(Given text Opens)
Industrial Production to Grow 4% in 2011, 3% in 2012

Sept. 20, 2011
Manufacturers Alliance/MAPI says energy and medical related equipment as well as industrial-oriented machinery production continue growing at a fast pace.

Manufacturing industrial production, measured on a quarter-to-quarter basis, was relatively flat in the second quarter of 2011 after expanding at a 7% annual rate in the first quarter, according to the Manufacturers Alliance/MAPI Outlook released on Sept. 20.

MAPI forecasts that manufacturing production will increase 4% in 2011 and advance by 3% in 2012. The forecast is down from 6% and 4%, respectively, from MAPI's May 2011 report in response to the weak consumer sector and business concerns about sales prospects.

However, it should outperform GDP growth, which MAPI estimates will be 1.6% in 2011 and 2.1% in 2012.

"A number of shocks adversely affected the economy and the manufacturing sector in the first half of 2011," said Daniel J. Meckstroth, Ph.D., chief economist for the Manufacturers Alliance/MAPI."Abnormal events included severe winter weather and spring flooding, the Japanese tsunami's effect on the supply chain, high commodity prices (particularly food and oil), and a surge in home foreclosures. Fortunately, automakers are bumping up production schedules because of low inventories, and both food and oil prices are falling.

"In addition, energy and medical related goods and equipment as well as industrial-oriented machinery production continue growing at a fast pace," he added. "Business equipment production should be a driver of manufacturing growth in the second half of this year."

The report offers economic forecasts for 24 of the 27 industries. MAPI anticipates that 18 of the 24 industries will show gains in 2011, led by engine, turbine, and power transmission equipment with 23% growth. One industry, pharmaceuticals and medicine, will remain flat. Improvement should continue in 2012 with growth likely in 23 of 24 industries, led by housing starts at 17%, albeit from depressed levels. Public works construction is the only industry expected to decline, by 5%, in 2012.

Production in non-high-tech manufacturing showed no change from the first to second quarter of 2011. According to the MAPI report, non-high-tech manufacturing production (which accounts for 90% of the total) is expected to increase 4% in 2011 and 3% in 2012. High-tech industrial production rose at a 2% annual rate from the first quarter to the second quarter of 2011. MAPI anticipates this sector will increase by 9% in 2011 and show 11% growth in 2012.

Engine, turbine, and power transmission equipment grew by 29% in the three months ending July 2011 compared to the same period one year earlier, while mining and oil and gas field machinery production improved by 28% in the same time frame.
(Given text Closes)
(Entries shown Opens)
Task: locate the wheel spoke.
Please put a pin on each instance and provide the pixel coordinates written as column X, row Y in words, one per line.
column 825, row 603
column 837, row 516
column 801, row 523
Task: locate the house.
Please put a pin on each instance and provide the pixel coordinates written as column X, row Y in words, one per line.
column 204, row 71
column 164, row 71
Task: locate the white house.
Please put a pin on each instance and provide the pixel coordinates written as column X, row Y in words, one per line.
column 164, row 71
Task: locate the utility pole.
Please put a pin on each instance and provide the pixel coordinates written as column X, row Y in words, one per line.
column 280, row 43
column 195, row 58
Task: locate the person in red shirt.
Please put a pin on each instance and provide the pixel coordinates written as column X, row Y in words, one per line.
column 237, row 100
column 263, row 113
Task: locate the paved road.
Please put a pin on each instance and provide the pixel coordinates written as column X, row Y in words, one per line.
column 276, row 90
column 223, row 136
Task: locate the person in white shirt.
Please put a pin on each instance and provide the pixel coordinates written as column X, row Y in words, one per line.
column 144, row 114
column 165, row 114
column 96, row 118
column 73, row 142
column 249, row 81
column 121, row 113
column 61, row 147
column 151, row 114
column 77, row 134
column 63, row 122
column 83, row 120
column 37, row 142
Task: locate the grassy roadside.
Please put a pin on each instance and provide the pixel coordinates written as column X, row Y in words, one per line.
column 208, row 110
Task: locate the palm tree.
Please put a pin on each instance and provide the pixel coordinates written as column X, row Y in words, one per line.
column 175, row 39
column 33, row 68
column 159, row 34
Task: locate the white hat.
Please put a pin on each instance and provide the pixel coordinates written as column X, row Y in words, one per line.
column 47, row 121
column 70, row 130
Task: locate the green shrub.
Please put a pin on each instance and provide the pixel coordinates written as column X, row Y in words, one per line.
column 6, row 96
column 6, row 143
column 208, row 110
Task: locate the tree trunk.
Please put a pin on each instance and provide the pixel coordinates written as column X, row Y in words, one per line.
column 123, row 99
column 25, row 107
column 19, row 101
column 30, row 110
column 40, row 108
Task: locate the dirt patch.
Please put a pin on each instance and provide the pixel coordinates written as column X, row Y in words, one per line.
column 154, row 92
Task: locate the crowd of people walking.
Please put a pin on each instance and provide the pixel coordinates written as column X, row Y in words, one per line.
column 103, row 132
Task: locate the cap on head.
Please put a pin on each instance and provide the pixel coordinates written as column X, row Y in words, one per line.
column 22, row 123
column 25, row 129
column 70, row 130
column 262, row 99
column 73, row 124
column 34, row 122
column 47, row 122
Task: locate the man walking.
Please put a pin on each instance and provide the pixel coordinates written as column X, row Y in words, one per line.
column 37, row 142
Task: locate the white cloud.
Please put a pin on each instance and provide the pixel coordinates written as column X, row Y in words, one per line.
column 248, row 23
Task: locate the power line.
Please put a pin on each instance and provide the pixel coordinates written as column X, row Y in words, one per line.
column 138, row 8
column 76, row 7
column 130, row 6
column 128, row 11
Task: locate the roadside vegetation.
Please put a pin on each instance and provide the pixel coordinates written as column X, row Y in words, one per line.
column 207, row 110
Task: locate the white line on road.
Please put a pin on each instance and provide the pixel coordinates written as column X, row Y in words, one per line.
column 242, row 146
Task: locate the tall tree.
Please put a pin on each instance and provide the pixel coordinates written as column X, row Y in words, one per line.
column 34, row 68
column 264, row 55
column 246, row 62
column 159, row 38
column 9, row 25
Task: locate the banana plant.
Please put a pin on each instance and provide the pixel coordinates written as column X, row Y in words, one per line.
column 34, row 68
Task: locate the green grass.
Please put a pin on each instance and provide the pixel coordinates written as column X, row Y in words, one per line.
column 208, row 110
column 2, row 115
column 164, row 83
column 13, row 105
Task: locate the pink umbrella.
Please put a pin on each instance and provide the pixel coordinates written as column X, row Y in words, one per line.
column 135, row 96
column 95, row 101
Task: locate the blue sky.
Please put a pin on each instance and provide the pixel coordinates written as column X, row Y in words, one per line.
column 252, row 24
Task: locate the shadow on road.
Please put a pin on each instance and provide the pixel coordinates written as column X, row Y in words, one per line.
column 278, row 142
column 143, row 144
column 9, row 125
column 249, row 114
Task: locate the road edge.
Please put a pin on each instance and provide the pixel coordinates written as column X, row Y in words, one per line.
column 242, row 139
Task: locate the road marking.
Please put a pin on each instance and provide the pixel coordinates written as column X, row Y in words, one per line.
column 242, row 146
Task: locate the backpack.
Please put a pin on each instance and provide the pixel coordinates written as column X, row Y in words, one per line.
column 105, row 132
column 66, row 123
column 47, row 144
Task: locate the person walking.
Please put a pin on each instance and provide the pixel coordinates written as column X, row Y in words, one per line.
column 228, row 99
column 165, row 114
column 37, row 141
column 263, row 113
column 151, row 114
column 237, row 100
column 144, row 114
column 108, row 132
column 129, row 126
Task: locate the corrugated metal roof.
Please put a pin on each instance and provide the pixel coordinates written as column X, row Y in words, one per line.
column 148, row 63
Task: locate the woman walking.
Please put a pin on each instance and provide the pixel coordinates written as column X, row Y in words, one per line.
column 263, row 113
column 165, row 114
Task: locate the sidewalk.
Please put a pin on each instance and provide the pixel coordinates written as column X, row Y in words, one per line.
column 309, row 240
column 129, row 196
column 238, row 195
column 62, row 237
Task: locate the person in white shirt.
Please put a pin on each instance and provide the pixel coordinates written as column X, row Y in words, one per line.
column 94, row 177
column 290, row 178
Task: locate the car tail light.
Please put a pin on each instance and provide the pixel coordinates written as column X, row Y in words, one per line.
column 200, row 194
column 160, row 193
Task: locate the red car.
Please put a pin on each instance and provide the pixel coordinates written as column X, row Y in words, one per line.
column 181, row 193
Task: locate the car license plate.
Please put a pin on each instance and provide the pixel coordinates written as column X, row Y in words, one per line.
(Entries shown Closes)
◆ Work instruction
Please answer from the industrial production forecast: which industry does MAPI expect to lead the 2011 gains, and at what growth rate?

◆ Output of the task
Engine, turbine, and power transmission equipment, with 23% growth.